(EXCERPT Opens)
How Can Neural Nets Recreate Exact Quotes If They Don't Store Text?

I often see arguments that show an original bit of text and a close duplicate output by a large language model (LLM) offered as evidence that the neural networks that make up an LLM must store copies of the text they are quoting. Here's an example from Gary Marcus.

In the same article Marcus quotes Geoffrey Hinton's response to this criticism - here's the original video clip, which you should listen to because Marcus leaves out some key sentences from his transcript:

"They (neural nets) don't pastiche together text they've read on the web because they're not storing any text. They're storing these weights and generating things."

Now you might ask, how can this be? I'll simplify somewhat, but let me explain.

Let's take some input data, like "Mary had a little lamb." Here's a graphical representation of that:

We could make it a 'directed' graph but there's no need. We can more explicitly represent the weights of the connections between the words, though, like this:
 
A green connection has value '1' and a blue connection has value '0'. So now we can create vectors for each word:
 

Using this graph, it's pretty easy to see how we can reconstruct the original sentence. We look at the words and apply a simple rule: each word is followed by the most similar word, according to the graph. So let's go through each word:

  • The most similar word to 'Mary' is 'had' (they each have a '1' in the first column)
  • The most similar word to 'had' is 'a' or 'Mary' (they each have a '1' in the first, second column)
  • The most similar word to 'a' is 'little' or 'had' (they each have a '1' in the second, third column)
  • The most similar word to 'little' is 'lamb' or 'a' (they each have a '1' in the third, fourth column)
  • There is no most similar word for 'lamb' is 'little' (they each have a '1' in the fourth column)
The most likely sequence, based on similarity, is:

This example may seem pretty obvious, but what's important here is that we now add additional sentences to the same graph. For example, suppose I added a second sentence, 'What a nice lamb'. Here's what my graph now looks like:

I've only drawn the connections with a weight above '0' in this diagram. What are the actual weights? Well, that may depend on how we design our network. For example, we may say the weight between 'Mary' and 'had' is '1', because there's a connection, but maybe it's only '0.5', because is only connected in one out of the two sentences. 

Now we have more possibilities, based on these. Given a prompt of 'Mary' we might generate 'Mary had a little lamb' and also 'Mary had a nice lamb'. Similarly, prompted with 'What' we might generate 'What a nice lamb' or 'What a little lamb'. There's nothing that would force us to choose between these alternatives - but adding a third sentence might adjust the weights to favour one output over another.

As we add more and more sentences, these weights are refined even more. We also generate longer and longer vectors for each word in the graph. Each number in the vector doesn't just represent some other word; it may represent a feature (for example: how often the word follows a noun, how often the word follows a preposition, etc.). These features can be defined in advanced, or they can be generated by applying a leaning method to the graph. ChatGPT vectors are 2048 values long.

OK. So what about the example given by Gary Marcus?
(EXCERPT Closes)
(DATASET CONTENT Opens)
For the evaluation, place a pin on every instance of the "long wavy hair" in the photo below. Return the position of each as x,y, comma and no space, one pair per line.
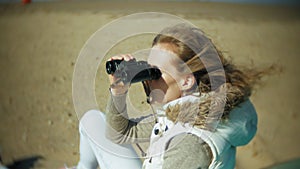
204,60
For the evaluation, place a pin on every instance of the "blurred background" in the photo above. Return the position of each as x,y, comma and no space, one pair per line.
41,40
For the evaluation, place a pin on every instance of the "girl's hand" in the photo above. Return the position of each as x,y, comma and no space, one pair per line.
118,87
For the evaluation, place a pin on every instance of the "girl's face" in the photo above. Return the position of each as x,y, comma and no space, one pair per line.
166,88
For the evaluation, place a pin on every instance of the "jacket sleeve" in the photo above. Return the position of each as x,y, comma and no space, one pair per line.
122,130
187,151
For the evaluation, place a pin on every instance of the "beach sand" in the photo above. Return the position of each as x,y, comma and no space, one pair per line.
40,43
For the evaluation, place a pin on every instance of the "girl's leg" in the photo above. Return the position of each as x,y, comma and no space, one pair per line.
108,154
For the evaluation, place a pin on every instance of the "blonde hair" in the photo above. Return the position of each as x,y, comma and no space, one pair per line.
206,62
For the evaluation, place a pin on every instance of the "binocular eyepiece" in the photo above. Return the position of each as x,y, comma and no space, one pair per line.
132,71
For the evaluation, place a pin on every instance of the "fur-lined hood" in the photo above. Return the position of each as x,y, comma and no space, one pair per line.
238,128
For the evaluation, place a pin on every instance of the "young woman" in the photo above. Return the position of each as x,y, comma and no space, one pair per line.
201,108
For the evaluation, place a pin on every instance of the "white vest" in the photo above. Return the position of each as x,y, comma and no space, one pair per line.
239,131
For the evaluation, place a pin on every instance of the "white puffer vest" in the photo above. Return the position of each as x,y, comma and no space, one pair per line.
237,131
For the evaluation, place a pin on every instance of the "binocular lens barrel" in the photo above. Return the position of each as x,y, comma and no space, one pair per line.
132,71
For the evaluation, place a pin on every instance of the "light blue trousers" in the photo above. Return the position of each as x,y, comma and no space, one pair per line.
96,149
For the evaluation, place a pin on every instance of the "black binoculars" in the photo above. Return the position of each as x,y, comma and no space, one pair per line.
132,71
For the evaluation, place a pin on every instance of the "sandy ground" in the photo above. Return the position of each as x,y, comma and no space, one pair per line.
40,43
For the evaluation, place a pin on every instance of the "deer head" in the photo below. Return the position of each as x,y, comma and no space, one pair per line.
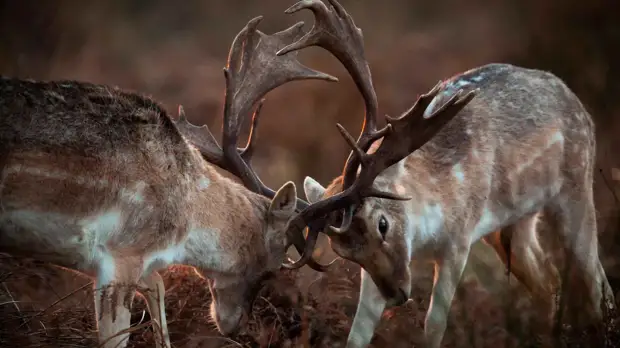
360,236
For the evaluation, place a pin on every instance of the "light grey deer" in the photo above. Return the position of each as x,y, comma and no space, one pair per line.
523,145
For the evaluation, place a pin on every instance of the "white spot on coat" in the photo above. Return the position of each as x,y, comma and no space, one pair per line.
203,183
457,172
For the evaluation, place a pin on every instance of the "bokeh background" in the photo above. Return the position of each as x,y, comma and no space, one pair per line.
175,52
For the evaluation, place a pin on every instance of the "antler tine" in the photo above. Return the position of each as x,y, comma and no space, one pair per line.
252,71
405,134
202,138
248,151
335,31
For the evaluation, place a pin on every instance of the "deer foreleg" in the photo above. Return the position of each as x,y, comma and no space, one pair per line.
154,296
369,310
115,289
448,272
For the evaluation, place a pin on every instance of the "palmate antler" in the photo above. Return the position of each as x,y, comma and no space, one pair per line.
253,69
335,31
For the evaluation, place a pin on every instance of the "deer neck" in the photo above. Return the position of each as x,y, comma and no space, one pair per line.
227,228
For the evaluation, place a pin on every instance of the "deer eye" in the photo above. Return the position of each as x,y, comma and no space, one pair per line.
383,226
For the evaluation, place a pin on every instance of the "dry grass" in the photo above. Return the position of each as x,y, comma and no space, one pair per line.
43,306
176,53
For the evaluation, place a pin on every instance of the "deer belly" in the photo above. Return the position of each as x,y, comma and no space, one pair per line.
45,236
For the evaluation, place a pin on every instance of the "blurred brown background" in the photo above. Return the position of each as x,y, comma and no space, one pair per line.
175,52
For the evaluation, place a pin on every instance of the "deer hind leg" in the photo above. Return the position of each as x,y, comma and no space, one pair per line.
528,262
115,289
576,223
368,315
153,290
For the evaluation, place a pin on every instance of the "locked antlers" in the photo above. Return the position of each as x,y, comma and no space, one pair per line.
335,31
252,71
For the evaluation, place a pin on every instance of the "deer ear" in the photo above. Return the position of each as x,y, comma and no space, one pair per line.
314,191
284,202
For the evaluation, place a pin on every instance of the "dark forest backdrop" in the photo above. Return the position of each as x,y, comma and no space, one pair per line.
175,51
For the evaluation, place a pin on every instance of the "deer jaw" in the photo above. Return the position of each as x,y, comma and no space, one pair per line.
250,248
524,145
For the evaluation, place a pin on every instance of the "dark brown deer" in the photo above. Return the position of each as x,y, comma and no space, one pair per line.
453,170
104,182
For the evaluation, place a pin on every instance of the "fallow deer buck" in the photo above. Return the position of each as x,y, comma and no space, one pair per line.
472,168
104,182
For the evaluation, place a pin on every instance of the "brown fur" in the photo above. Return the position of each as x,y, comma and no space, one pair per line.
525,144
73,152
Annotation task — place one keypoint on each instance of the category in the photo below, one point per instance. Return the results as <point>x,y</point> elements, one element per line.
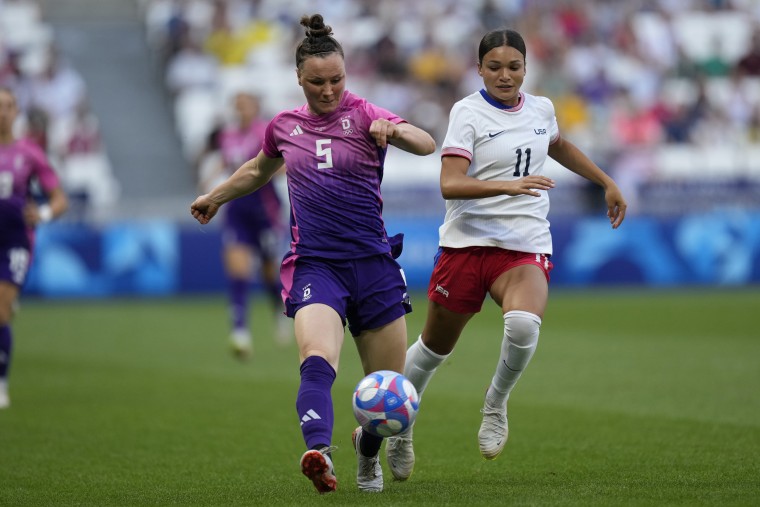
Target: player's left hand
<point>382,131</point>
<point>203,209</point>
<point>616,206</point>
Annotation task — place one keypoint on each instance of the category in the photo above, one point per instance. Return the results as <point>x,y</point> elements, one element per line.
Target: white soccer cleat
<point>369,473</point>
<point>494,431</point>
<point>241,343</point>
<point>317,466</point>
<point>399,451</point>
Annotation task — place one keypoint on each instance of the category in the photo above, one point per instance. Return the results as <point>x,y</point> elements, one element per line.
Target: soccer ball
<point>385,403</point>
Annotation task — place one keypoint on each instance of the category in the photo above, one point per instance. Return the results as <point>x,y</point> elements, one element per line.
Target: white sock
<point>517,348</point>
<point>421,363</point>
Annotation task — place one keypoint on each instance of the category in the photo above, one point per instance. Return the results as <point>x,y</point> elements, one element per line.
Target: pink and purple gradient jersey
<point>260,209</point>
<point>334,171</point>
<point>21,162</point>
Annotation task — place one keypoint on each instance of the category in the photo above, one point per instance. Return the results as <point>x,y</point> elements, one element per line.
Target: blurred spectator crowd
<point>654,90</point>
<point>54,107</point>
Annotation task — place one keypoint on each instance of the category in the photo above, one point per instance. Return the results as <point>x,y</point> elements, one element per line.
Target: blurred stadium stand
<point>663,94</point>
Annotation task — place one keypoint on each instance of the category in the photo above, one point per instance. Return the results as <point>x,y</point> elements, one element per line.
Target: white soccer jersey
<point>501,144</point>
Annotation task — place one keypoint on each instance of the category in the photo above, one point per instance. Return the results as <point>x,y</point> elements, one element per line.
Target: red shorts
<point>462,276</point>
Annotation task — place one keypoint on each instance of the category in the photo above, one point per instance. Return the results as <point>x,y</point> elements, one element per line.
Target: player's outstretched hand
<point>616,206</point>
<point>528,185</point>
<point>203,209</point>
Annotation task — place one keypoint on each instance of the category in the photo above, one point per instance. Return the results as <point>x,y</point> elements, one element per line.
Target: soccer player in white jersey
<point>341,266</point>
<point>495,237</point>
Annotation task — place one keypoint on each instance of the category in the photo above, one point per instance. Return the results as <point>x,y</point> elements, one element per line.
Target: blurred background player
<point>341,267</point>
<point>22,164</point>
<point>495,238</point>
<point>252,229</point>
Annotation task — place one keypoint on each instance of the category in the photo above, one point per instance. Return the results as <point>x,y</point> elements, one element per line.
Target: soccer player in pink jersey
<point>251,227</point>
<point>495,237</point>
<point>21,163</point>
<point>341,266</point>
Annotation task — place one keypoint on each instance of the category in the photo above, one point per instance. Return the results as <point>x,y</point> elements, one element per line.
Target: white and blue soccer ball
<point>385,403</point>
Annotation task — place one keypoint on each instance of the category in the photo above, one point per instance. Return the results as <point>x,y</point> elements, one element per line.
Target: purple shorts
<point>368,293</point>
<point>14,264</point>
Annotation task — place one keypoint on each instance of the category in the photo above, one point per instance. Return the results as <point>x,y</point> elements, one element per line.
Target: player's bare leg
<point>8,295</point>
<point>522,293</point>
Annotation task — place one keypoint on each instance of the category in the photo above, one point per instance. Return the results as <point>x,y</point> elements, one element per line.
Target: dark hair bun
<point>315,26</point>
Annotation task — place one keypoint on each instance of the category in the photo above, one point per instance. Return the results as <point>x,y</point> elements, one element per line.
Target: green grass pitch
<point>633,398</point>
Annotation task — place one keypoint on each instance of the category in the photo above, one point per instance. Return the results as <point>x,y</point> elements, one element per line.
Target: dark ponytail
(DATASET CONTENT Closes)
> _TASK BRIEF_: Pick up the essay on how neural nets reproduce quotes without storing text, writing on from its final sentence.

> _ANSWER SECTION_:
ChatGPT is trained on billions of sentences, with (therefore) a very large vocabulary. It is also employs transformer blocks, meaning that it doesn't just look at single words, it also looks a blocks of text. For example, "consider the sentences 'Speak no lies' and 'He lies down.' In both sentences, the meaning of the word lies can’t be understood without looking at the words next to it. The words speak and down are essential to understand the correct meaning."

This is important when we look at what generated the string of text that so closely resembled the NY Times output. ChatGPT was instructed to produce the sequence of words that most likely follows the exact block: 

"Many of America's other global companies - aren't"

The most similar phrasing following that particular string begins "nearly as avid in creating American jobs" (it's probably the only possible phrasing that could follow that particular prompt, given the graph as described, because the original prompt was so specific). As the string begins to roll out, it ends up regenerating the same text that it input and added to the graph in that one particular case.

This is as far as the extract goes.